+++ Records to process +++
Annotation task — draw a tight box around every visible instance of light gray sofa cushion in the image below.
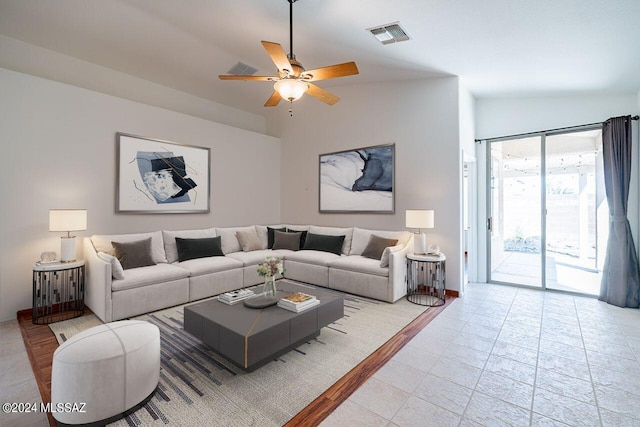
[286,250,341,267]
[309,225,353,255]
[162,228,217,263]
[227,249,277,266]
[92,231,167,264]
[174,256,243,276]
[329,256,389,277]
[216,226,262,254]
[111,264,189,292]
+++
**What is needed:**
Each record above must be returned exactly as written, with its pictures omitted.

**Solution to the problem:**
Annotation task — draw a tight box around every visible instance of light gray sofa cushion in the image below.
[286,250,341,267]
[309,225,353,255]
[162,228,217,263]
[227,249,277,266]
[92,231,167,264]
[174,256,243,276]
[329,256,389,277]
[216,226,262,254]
[111,264,189,292]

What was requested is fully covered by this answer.